■ REQUEST ■
Please collect every line of the material below that contains the string "wooden", matching case exactly.

◆ ◆ ◆

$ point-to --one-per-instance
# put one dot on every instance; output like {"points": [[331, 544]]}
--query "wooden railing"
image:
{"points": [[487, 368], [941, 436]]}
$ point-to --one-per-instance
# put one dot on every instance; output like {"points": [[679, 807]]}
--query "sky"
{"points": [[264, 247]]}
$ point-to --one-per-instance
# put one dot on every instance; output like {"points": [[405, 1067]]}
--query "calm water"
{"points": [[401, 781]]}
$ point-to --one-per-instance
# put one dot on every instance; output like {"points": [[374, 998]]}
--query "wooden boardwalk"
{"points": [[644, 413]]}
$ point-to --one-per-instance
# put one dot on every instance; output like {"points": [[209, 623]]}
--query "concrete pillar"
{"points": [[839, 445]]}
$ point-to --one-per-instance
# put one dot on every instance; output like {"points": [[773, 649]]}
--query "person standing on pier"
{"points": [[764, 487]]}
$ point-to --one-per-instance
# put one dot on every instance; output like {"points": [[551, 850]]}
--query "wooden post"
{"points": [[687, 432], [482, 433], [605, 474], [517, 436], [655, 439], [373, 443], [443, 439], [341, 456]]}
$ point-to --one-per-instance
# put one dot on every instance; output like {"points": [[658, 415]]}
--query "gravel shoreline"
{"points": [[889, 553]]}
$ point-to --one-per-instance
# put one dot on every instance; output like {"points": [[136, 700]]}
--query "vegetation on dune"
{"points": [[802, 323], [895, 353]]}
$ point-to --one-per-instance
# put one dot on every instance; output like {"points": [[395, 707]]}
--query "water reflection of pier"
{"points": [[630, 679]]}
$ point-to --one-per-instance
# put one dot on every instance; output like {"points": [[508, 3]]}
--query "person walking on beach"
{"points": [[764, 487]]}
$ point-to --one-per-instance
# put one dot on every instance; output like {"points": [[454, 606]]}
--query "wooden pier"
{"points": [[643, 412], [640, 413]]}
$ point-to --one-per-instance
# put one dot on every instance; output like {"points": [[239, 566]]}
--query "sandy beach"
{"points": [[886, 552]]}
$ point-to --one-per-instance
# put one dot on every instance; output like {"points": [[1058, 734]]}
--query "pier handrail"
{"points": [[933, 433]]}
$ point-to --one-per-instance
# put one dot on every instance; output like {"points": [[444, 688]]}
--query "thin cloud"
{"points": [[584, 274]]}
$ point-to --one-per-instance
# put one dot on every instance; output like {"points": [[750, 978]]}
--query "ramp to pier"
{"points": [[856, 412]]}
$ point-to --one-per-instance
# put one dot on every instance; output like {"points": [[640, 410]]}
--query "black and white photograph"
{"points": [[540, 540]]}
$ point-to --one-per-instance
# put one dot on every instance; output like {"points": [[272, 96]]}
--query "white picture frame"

◆ ◆ ◆

■ TASK OUTPUT ■
--query "wooden railing"
--query "wooden boardwalk"
--query "wooden post"
--query "wooden pier"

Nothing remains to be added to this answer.